### Task instructions
Copy out the data unchanged, starting at its first line and ending at the line containing "412 10 L 422", with that line included.

Excerpts from annotation records:
## start

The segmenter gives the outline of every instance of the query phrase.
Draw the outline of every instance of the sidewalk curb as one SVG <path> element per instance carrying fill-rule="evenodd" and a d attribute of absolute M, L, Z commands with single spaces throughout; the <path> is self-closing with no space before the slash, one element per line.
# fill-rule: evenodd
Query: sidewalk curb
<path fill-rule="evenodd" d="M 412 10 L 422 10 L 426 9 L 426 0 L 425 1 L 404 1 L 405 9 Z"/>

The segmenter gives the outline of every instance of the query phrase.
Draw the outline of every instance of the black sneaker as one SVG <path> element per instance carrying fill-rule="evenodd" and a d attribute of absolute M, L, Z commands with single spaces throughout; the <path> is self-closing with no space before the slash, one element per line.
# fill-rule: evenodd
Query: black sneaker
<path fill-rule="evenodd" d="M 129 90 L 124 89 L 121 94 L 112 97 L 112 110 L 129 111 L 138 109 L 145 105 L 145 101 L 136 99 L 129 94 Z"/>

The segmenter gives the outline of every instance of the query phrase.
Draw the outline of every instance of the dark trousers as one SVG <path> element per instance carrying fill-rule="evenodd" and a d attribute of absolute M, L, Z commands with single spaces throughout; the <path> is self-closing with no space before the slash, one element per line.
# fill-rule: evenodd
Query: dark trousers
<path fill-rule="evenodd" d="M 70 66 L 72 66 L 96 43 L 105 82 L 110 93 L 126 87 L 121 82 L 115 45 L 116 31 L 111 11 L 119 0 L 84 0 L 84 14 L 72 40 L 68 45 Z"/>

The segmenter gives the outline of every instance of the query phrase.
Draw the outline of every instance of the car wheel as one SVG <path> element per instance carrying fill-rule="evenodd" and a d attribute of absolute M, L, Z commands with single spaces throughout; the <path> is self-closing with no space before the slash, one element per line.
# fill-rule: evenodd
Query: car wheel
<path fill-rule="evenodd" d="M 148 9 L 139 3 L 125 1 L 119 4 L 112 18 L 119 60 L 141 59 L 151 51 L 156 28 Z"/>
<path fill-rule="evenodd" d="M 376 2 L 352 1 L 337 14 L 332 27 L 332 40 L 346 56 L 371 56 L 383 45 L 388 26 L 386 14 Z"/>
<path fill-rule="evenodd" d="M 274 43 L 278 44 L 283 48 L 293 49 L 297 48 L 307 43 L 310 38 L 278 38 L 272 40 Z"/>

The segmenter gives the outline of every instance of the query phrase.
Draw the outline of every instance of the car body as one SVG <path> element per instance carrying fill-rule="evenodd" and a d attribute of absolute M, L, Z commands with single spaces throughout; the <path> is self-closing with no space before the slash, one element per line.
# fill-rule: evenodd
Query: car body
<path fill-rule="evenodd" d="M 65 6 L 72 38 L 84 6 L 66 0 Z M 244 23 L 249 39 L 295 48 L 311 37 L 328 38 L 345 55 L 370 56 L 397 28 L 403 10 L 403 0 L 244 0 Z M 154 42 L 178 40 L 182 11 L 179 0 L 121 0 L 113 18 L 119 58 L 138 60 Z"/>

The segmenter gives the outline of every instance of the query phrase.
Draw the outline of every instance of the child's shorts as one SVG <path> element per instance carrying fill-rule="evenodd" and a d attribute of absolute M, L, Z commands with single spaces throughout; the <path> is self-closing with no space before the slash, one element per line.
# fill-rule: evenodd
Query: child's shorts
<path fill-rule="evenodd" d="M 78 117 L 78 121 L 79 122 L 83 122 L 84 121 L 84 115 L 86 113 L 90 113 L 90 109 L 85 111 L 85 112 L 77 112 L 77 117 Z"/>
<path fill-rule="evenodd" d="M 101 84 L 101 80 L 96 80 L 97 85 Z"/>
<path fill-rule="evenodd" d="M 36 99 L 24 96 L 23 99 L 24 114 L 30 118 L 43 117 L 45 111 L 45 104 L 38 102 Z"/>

## end

### Worked solution
The segmenter gives the outline of every instance of the query phrase.
Draw the outline of every instance of the sidewalk curb as one SVG <path> element per instance carrying fill-rule="evenodd" and a d attribute of absolute M, L, Z commands with single spaces throughout; the <path> is self-closing with no space before the slash, one element per line.
# fill-rule: evenodd
Query: sidewalk curb
<path fill-rule="evenodd" d="M 412 10 L 422 10 L 426 9 L 426 0 L 425 1 L 404 1 L 405 9 Z"/>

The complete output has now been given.